Task directions. Reproduce the listing below with "pixel coordinates" changed to "image coordinates" wherever it occurs, leaving everything else as it is.

Input records.
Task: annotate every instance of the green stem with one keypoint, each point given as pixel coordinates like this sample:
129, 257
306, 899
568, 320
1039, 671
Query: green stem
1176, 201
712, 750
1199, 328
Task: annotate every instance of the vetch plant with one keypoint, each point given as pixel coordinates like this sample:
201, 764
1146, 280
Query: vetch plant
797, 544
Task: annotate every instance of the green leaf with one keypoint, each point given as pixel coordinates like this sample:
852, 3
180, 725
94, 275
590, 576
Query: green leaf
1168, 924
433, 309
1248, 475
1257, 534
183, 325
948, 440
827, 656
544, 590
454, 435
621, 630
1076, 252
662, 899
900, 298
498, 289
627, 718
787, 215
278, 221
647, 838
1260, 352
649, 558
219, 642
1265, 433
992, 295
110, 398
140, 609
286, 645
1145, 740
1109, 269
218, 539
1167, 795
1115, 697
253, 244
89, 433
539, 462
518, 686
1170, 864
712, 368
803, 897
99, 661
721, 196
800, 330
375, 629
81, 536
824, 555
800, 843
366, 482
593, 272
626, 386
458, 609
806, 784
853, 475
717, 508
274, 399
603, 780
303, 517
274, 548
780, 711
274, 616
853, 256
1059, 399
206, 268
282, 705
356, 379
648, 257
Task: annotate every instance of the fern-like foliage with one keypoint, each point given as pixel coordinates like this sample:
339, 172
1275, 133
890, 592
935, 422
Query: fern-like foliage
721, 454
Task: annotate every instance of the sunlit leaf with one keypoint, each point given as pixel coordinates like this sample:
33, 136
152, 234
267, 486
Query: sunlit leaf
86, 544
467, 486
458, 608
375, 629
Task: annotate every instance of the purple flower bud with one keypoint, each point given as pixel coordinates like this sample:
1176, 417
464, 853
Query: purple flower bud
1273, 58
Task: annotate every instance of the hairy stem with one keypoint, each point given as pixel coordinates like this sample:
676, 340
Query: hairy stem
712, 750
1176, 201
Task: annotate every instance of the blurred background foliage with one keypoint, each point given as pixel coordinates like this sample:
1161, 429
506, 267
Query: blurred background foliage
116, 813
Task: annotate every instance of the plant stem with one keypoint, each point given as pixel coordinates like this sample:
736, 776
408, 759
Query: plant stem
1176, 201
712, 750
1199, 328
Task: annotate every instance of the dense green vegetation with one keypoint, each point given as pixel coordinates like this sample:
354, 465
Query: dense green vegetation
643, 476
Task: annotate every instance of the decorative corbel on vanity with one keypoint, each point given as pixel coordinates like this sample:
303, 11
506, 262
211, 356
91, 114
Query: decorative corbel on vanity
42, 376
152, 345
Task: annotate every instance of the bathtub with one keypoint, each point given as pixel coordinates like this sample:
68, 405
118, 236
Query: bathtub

Reply to the task.
Task: annotate every instance of the green stem with one keypoint, each point given as image coordinates like this sample:
129, 257
306, 899
568, 320
1039, 671
Query: green stem
1176, 201
712, 750
1199, 328
Task: annotate every instance of the vetch plant with one keypoint, each point given as image coordinates like this sample:
201, 764
1146, 280
Query: vetch plant
797, 544
Task: annotate every instance of the green leaf with one keypoint, each point given as image coordinates like this sample:
852, 3
180, 725
94, 275
590, 576
Query: green leaf
1168, 924
433, 309
1248, 475
1257, 534
183, 325
948, 440
827, 656
544, 590
454, 435
621, 630
1076, 252
662, 899
900, 298
498, 289
627, 718
787, 215
278, 221
647, 838
1260, 352
649, 558
219, 642
1265, 433
992, 295
110, 398
140, 609
286, 645
1145, 740
1109, 269
218, 539
1167, 795
1115, 697
253, 244
89, 433
539, 462
518, 686
1170, 864
712, 368
803, 897
99, 661
721, 196
800, 330
375, 629
81, 536
824, 555
800, 843
366, 482
593, 272
626, 386
458, 609
806, 784
853, 475
717, 508
274, 399
603, 780
303, 517
274, 548
780, 711
274, 616
853, 256
1059, 399
206, 268
282, 705
356, 379
648, 257
Task: annotate every instance of the fern-like foliage with one keypoint, each point given as image coordinates like this sample:
339, 172
1275, 133
890, 592
935, 422
Query: fern-like foliage
721, 454
Task: annotate every instance of the sunlit leaf with one keypoint, each point given as image coordinates like this sample:
33, 136
152, 234
267, 486
Query: sunlit leaf
86, 544
467, 486
458, 608
375, 629
Task: annotate every instance of the purple flower bud with one keypoint, each point given as image coordinates like this sample:
1176, 417
464, 853
Query: purple flower bud
1273, 58
Task: annotate every instance of the hairy stem with one keypoint, each point given as image coordinates like this sample:
676, 340
Query: hairy stem
712, 750
1176, 201
Task: annotate every instance of the blurred background foliage with one keypoint, each point given as image coordinates like this sample:
1161, 429
506, 267
Query: blurred background foliage
116, 813
Task: annotate every instance of the plant stem with one keypoint, each point given as image coordinates like this sample:
736, 776
408, 759
Query: plant stem
1176, 201
712, 750
1199, 328
Task: annotate every instance of the dense green vegetation with one keypoint, each point given as image coordinates like this sample:
354, 465
Query: dense green vegetation
643, 476
Task: annotate every instance of the decorative corbel on vanity with one keypoint, each point given as image coordinates like this sample:
303, 11
506, 262
211, 356
91, 114
Query: decorative corbel on vanity
42, 376
152, 345
Task: annotate every instance of the bathtub with one keypoint, each point given as image coordinates like this sample:
68, 405
118, 236
Query: bathtub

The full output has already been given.